Istruzioni da seguire: Nel testo estratto, in quale momento del processo le convenute hanno sollevato l'eccezione sulla mancata trascrizione della clausola dell'art. 5 del regolamento?

Il quinto motivo di ricorso comporta, allora, la necessità di verificare come possa entrare nel processo la questione dell’inopponibilità delle servitù reciproche che siano contenute nel regolamento di condominio, ma non indicate in apposita nota di trascrizione.

Questa Corte, in alcuni precedenti, per lo più remoti, aveva affermato che il difetto di trascrizione di un atto non sarebbe fatto rilevabile d’ufficio, costituendo, piuttosto, materia di eccezione riservata alla parte che dalla mancata trascrizione pretenda di ricavare conseguenze giuridiche a proprio favore (si vedano Cass. Sez. 2, 27/05/2011, n. 11812; Cass. Sez. 2, 18/02/1981, n. 994; Cass. Sez. 2, 11/10/1969, n. 3288).

Nel caso in esame, peraltro, le convenute, ed attuali ricorrenti, M. C. s.a.s. e La B. s.n.c., interessate a far valere la mancata trascrizione della clausola di cui all’art. 5 del regolamento del Condominio P. F., avevano svolto un’eccezione in tal senso, ma soltanto in sede di comparse conclusionali.

La Corte d’Appello di Bari, come già il Tribunale di Lucera, hanno sostenuto che una tale eccezione fosse tardiva, in quanto “eccezione in senso stretto”.

La decisione dei giudici del merito non tiene però conto dell’orientamento, ormai consolidatosi, che questa Corte ha elaborato a seguito di Cass. Sez. U, 27/07/2005, n. 15661, secondo il quale nel nostro sistema processuale le eccezioni in senso stretto, cioè quelle rilevabili soltanto ad istanza di parte, si identificano o in quelle per le quali la legge espressamente riservi il potere di rilevazione alla parte o in quelle in cui il fatto integratore dell’eccezione corrisponde all’esercizio di un diritto potestativo azionabile in giudizio da parte del titolare e, quindi suppone il tramite di una manifestazione di volontà della parte per svolgere l’efficacia modificativa, impeditiva od estintiva di un rapporto giuridico (Cass. Sez. 3, 30/06/2015, n. 13335; Cass. Sez. 3, 05/08/2013, n. 18602; Cass. Sez. 3, 24/11/2009, n. 24680).

Più di recente, Cass. Sez. U, 07/05/2013, n. 10531, dando il giusto rilievo alla distinzione tra eccezioni in senso stretto ed eccezioni in senso lato in ordine alle regole di allegazione e prova, ha poi ulteriormente chiarito che il rilievo d’ufficio delle eccezioni in senso lato non è subordinato alla specifica e tempestiva allegazione della parte ed è ammissibile anche in appello, dovendosi ritenere sufficiente che i fatti risultino documentati “ex actis”, in quanto il regime delle eccezioni si pone in funzione del valore primario del processo, costituito dalla giustizia della decisione, valore che resterebbe svisato ove anche le questioni rilevabili d’ufficio fossero subordinate ai limiti preclusivi di allegazione e prova previsti per le eccezioni in senso stretto.

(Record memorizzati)

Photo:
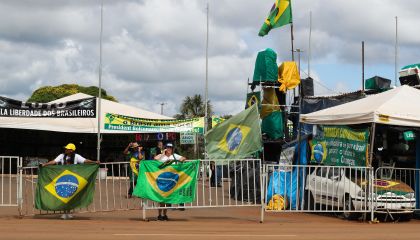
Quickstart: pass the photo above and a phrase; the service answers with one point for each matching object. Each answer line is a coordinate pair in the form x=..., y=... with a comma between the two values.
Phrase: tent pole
x=98, y=155
x=372, y=141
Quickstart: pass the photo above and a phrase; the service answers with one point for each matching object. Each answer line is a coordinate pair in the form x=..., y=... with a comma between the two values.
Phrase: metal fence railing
x=10, y=183
x=223, y=183
x=334, y=189
x=350, y=191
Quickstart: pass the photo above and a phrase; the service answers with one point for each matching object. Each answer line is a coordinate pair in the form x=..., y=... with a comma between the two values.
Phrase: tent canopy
x=398, y=106
x=78, y=125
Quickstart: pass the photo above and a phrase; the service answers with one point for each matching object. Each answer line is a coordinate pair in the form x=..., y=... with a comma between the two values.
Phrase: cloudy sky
x=154, y=51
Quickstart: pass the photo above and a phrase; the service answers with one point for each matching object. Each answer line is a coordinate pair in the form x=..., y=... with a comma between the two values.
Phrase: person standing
x=166, y=157
x=156, y=150
x=69, y=157
x=135, y=154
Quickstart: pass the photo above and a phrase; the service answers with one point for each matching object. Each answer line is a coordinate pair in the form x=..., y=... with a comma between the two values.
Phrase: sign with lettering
x=126, y=123
x=340, y=146
x=82, y=108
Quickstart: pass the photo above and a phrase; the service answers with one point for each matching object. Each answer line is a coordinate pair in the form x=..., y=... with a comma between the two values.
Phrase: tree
x=50, y=93
x=194, y=107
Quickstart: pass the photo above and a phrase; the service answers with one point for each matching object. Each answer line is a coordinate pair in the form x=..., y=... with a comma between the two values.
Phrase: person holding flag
x=58, y=186
x=167, y=157
x=69, y=157
x=135, y=154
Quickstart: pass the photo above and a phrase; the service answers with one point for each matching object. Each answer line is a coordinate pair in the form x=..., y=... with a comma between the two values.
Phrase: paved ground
x=237, y=223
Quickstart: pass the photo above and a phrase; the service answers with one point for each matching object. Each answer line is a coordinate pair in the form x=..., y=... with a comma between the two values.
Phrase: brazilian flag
x=237, y=137
x=174, y=184
x=65, y=187
x=280, y=15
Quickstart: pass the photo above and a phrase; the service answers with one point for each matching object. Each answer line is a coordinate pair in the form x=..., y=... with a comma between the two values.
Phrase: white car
x=345, y=189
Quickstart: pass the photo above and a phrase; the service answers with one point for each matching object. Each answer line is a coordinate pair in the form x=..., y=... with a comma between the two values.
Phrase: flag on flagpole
x=237, y=137
x=65, y=187
x=280, y=15
x=167, y=183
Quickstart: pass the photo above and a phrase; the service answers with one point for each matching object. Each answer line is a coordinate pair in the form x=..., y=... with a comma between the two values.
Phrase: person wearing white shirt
x=69, y=157
x=165, y=157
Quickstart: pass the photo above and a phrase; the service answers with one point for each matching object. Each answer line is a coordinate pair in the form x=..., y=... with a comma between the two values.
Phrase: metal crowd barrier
x=111, y=191
x=396, y=192
x=327, y=189
x=240, y=185
x=10, y=183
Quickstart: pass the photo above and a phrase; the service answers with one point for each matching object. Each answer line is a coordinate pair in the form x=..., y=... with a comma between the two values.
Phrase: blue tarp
x=285, y=183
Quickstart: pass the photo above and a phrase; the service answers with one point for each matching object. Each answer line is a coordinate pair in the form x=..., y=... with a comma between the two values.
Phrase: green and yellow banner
x=125, y=123
x=340, y=146
x=174, y=184
x=65, y=187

Risposta scritta: Soltanto in sede di comparse conclusionali.